#### TEXT PROVIDED ####

Out There: A Strange Zoo of Other Worlds

Out There: A Strange Zoo of Other Worlds
Artist's rendering of the oldest known planet, with the dense pack of stars in the globular cluster it calls home. (Image credit: NASA and G. Bacon (STScl))

More than 400 worlds have been found beyond the reach of our sun, and the tally is rising rapidly. From super-Earths to giants dwarfing Jupiter, our galaxy is a zoo of different kinds of planets.

Hot Jupiters

The first discovery of an extrasolar planet around a sun-like star was 51 Pegasi B, an exoplanet roughly 50 light-years away, unofficially named Bellerophon after the tamer of the mythical Pegasus.

Like many alien worlds found after it, 51 Pegasi B was a "hot Jupiter," a gas giant as close or closer to its star than Mercury is to our sun, unlike "cold Jupiters" that orbit farther away such as Saturn or, naturally, Jupiter.

Of the 429 exoplanets discovered to date, 89 have been hot Jupiters, likely because their large size and proximity to their stars makes them easier to spot by current techniques.

#### LISTED ENTRIES ####

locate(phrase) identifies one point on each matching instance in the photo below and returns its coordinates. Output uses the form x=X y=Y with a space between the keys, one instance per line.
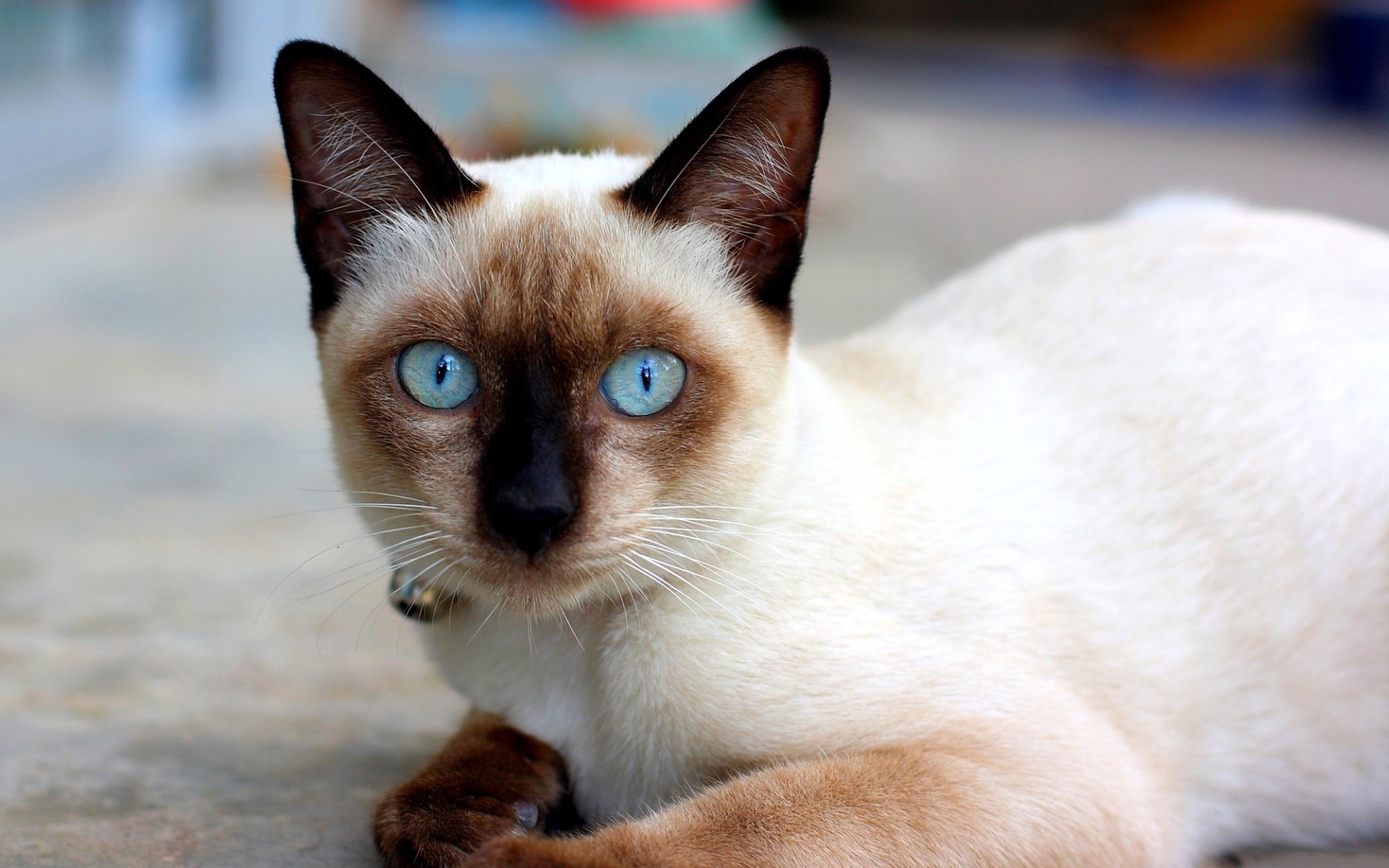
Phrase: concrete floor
x=182 y=679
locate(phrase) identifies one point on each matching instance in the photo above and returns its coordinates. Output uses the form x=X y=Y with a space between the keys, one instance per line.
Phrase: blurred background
x=196 y=661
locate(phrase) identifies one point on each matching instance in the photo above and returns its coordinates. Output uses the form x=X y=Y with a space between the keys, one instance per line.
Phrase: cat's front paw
x=548 y=853
x=436 y=824
x=504 y=785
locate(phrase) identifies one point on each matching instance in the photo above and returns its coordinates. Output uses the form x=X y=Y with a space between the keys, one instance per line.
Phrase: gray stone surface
x=182 y=679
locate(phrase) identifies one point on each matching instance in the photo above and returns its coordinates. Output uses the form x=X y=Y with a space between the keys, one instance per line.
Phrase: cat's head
x=558 y=377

####

> **TASK 1**: From the exoplanet article, reproduce the passage starting with "Of the 429 exoplanets" and going on through "by current techniques.".
> **TASK 2**:
Answer these from the exoplanet article:
(a) How many worlds beyond our sun does the opening paragraph say have been found?
(b) What unofficial name was given to 51 Pegasi B?
(c) Of the 429 exoplanets discovered to date, how many have been hot Jupiters?

> **COMPLETE ANSWER 1**:
Of the 429 exoplanets discovered to date, 89 have been hot Jupiters, likely because their large size and proximity to their stars makes them easier to spot by current techniques.

> **COMPLETE ANSWER 2**:
(a) More than 400
(b) Bellerophon
(c) 89